◆ **Yang Akan Dikerjakan**:
1. Ketik ulang bagian teks yang diberikan mulai dari "Bacaan : Kisah" sampai dengan "dari mujizat tersebut.".
2. Tolong tentukan apakah setiap pernyataan berikut sesuai dengan teks yang diberikan, jawab ya atau tidak, dan kutip kata-kata teks yang menentukannya: (a) Dalam bahasa Yunani, istilah indah adalah horaios. (b) Tulisan ini akan membahas bagaimana Petrus membuat mujizat penyembuhan. (c) Orang lumpuh itu duduk di dekat pintu gerbang.

------ Teks yang Diberikan ------

Bacaan : Kisah Para Rasul 3:1-10
“Mas perak ku tak punya, apa yang ada kan
kub’ri: dalam Nama Tuhan Yesus, bangkit dan berjalanlah… ” Masih ingatkah
kita akan penggalan lagu Sekolah Minggu itu? Ini adalah ucapan Petrus yang
ditujukan kepada seorang yang lumpuh sebagaimana bacaan kita ini. Dalam hal ini
kita tidak akan membahas hal yang sudah sering dibicarakan, yakni bagaimana
Petrus membuat mujizat penyembuhan. Ita akan melihat sisi lain yang tak kalah
penting dari mujizat tersebut.
Jika kita perhatikan jalannya kisah yang kita baca
ini, akan ditemukan suatu yang yang sedang bertolak belakang: Gerbang Indah dan
Si Lumpuh. Istilah indah yang dalam
bahasa Yunaninya adalah horaios, sebenarnya
menunjuk pada keadaan tubuh manusia. Dapat diterjemahkan dengan istilah gagah,
cantik, indah, atau menakjubkan. Situasi dan kondisi ini berbanding terbalik
dengan seorang yang duduk di dekat pintu gerbang tersebut, yakni seorang yang
lumpuh.

------ Entri Data ------

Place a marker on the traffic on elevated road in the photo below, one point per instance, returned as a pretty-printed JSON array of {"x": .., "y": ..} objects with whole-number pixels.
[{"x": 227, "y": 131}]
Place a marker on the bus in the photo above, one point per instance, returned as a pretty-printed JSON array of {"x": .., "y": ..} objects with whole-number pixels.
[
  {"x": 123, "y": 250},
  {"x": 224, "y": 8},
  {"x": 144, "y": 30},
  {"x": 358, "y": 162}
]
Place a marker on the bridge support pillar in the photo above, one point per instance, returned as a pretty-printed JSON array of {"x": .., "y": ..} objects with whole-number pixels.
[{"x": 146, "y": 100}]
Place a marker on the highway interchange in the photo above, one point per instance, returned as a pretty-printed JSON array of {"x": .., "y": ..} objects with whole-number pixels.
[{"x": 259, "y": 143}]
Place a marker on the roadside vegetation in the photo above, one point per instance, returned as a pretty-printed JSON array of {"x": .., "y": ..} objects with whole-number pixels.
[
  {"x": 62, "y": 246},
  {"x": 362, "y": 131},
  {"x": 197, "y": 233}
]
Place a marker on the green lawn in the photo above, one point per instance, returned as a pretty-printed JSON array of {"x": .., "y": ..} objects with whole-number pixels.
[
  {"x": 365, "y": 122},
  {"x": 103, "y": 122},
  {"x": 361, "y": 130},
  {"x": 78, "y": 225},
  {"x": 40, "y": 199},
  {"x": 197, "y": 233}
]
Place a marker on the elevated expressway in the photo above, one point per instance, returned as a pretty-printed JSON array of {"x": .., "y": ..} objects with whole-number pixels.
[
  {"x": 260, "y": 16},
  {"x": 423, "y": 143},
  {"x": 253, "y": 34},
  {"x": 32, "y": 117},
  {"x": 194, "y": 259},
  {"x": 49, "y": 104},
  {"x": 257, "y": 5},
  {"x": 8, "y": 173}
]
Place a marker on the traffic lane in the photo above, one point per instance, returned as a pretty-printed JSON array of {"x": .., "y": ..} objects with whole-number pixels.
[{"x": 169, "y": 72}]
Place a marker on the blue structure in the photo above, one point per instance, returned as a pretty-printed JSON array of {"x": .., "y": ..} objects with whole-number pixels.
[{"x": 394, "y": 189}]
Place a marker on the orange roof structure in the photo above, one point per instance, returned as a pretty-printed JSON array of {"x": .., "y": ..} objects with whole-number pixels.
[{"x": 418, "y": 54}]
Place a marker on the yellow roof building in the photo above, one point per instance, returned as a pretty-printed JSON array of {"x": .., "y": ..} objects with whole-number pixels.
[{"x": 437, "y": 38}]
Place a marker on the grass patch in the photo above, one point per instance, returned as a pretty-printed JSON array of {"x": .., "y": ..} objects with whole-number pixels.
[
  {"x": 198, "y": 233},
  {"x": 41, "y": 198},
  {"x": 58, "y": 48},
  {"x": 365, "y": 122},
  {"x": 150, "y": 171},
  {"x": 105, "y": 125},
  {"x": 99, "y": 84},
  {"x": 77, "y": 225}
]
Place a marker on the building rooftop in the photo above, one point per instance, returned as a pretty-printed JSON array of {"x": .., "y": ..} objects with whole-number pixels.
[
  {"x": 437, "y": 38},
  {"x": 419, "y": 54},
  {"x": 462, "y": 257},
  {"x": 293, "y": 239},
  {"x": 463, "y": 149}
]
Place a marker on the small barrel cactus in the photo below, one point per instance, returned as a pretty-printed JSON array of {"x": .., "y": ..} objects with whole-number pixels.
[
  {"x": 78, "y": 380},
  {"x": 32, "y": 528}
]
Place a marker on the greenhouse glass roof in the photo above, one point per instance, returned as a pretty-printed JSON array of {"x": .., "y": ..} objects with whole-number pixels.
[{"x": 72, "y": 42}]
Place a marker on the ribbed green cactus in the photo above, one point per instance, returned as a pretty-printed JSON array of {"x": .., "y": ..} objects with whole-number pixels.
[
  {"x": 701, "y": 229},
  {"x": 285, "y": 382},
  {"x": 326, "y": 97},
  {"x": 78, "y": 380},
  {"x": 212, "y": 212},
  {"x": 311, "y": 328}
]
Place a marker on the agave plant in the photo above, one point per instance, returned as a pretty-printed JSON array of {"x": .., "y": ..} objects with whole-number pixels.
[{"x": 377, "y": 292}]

------

◆ **Sebagai Tanggapan**:
1.
Bacaan : Kisah Para Rasul 3:1-10
“Mas perak ku tak punya, apa yang ada kan
kub’ri: dalam Nama Tuhan Yesus, bangkit dan berjalanlah… ” Masih ingatkah
kita akan penggalan lagu Sekolah Minggu itu? Ini adalah ucapan Petrus yang
ditujukan kepada seorang yang lumpuh sebagaimana bacaan kita ini. Dalam hal ini
kita tidak akan membahas hal yang sudah sering dibicarakan, yakni bagaimana
Petrus membuat mujizat penyembuhan. Ita akan melihat sisi lain yang tak kalah
penting dari mujizat tersebut.

2.
(a) Ya: "Istilah indah yang dalam bahasa Yunaninya adalah horaios"
(b) Tidak: "kita tidak akan membahas hal yang sudah sering dibicarakan, yakni bagaimana Petrus membuat mujizat penyembuhan"
(c) Ya: "seorang yang duduk di dekat pintu gerbang tersebut, yakni seorang yang lumpuh"